- **Required work**
Please repeat the data word for word, from the line containing "Where can you find the white beard" through the end of the data, both ends included.

- **Excerpted data**
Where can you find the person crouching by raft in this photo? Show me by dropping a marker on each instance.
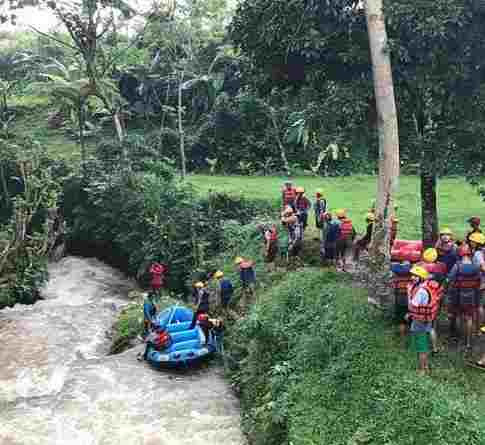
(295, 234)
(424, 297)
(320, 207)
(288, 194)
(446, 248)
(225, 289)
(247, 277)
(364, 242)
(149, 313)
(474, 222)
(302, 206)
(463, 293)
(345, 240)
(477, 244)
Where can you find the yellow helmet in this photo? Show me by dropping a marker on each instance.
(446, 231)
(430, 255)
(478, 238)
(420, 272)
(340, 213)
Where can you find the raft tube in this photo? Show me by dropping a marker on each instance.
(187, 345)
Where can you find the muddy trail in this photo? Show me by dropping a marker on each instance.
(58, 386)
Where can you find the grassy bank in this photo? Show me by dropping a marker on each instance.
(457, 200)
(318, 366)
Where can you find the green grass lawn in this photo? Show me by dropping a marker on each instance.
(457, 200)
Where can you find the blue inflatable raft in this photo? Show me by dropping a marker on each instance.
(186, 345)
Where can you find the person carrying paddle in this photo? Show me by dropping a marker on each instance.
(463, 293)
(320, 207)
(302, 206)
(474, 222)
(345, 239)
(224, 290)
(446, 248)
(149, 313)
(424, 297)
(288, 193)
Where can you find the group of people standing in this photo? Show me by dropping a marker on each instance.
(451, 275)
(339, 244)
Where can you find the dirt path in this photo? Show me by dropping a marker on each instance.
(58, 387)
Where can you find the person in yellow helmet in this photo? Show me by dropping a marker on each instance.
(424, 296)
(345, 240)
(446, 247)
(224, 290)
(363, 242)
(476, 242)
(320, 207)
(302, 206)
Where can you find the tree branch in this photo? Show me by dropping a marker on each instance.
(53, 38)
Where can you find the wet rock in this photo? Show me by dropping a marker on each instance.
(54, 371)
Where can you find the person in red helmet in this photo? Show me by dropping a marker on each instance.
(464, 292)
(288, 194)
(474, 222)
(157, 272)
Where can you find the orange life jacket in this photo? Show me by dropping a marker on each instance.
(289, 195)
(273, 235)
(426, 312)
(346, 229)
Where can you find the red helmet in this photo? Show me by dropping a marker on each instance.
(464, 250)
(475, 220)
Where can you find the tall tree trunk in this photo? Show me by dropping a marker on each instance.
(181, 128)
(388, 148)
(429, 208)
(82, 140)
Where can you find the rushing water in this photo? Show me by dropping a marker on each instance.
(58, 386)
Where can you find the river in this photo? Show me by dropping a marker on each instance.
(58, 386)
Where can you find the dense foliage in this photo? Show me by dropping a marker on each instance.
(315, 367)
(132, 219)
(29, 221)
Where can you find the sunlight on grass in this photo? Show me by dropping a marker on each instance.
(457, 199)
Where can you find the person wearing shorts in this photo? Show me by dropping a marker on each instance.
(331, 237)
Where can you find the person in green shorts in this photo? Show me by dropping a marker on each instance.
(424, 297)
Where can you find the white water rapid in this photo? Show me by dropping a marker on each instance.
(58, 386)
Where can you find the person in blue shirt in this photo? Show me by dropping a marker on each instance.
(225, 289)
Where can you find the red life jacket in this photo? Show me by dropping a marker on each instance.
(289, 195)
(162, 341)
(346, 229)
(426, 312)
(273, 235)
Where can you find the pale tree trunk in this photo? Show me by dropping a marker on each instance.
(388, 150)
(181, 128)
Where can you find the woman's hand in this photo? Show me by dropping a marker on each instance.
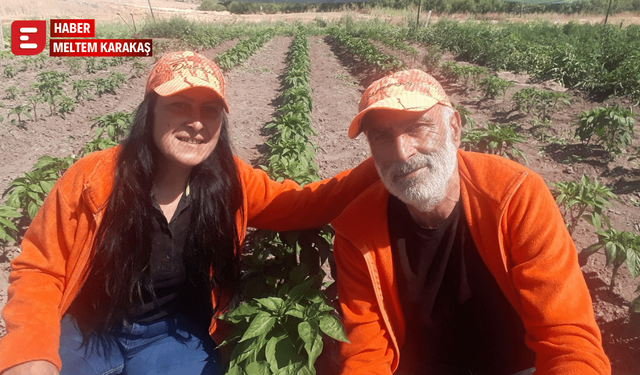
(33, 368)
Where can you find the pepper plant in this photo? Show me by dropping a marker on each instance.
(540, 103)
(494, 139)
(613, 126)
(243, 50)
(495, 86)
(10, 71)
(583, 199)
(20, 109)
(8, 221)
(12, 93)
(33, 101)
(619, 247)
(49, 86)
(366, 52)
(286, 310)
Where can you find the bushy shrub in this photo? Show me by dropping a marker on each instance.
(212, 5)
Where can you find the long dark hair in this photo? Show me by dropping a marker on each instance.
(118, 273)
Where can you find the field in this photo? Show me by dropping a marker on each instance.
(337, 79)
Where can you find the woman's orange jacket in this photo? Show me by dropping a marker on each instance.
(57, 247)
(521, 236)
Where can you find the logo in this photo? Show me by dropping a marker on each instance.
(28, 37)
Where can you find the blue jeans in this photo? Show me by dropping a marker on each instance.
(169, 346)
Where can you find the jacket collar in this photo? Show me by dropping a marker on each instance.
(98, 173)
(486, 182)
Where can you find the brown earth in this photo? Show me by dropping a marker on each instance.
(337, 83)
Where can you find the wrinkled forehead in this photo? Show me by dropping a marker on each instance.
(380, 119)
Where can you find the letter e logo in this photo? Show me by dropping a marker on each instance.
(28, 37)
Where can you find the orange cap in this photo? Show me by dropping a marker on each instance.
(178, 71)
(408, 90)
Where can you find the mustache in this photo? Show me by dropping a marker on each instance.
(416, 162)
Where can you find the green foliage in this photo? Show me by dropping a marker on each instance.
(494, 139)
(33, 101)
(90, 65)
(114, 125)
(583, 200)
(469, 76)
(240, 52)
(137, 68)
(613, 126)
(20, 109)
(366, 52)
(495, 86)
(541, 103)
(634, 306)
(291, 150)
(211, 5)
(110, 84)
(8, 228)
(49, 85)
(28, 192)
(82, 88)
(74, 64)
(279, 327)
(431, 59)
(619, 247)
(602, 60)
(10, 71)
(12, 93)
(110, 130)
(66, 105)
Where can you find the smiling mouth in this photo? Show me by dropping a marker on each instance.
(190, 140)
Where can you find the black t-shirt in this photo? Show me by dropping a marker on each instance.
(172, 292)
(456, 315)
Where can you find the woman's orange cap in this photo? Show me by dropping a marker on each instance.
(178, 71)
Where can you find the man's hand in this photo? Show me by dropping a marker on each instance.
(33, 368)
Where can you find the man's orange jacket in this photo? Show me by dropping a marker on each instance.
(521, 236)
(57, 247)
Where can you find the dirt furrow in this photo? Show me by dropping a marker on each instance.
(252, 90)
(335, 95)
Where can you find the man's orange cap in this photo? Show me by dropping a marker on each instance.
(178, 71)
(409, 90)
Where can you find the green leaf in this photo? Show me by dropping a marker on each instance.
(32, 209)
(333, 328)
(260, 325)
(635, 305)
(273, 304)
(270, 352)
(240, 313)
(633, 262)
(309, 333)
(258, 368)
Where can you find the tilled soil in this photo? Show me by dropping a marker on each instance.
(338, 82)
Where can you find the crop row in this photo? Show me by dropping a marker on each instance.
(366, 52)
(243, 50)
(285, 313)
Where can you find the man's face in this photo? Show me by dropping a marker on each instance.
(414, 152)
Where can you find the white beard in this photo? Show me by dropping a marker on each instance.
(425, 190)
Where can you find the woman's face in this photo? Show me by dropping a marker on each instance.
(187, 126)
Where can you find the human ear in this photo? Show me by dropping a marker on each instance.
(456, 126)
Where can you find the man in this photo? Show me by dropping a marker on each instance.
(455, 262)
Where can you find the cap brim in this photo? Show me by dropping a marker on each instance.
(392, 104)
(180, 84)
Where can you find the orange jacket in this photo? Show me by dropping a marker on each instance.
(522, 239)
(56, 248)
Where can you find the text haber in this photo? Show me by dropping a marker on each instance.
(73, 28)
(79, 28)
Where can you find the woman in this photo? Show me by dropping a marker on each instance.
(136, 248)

- **Correct output**
Where can you find the white beard in this photo? Show me by dropping a marker on each instance.
(425, 190)
Where can you find the woman's face in this photo? Show me by dropping a marker on each instance.
(187, 126)
Where can you find the human ear in this photo? Show me by dropping a marker on each instance.
(456, 126)
Where can you find the man in this photo? Show me by dropping a marker on each instance.
(455, 262)
Where can you find the cap brim in this photo? Show me by dropping a marker on each instance.
(392, 104)
(180, 84)
Where can you find the orange jacket in this photo? Show me by dropping a marker on each instance.
(522, 239)
(56, 248)
Where can you find the text haber in this photo? Show me by dropping a marker on each instance.
(73, 28)
(79, 28)
Where can you find the woman in this photo? Show me by dropping a marker on each instance.
(136, 248)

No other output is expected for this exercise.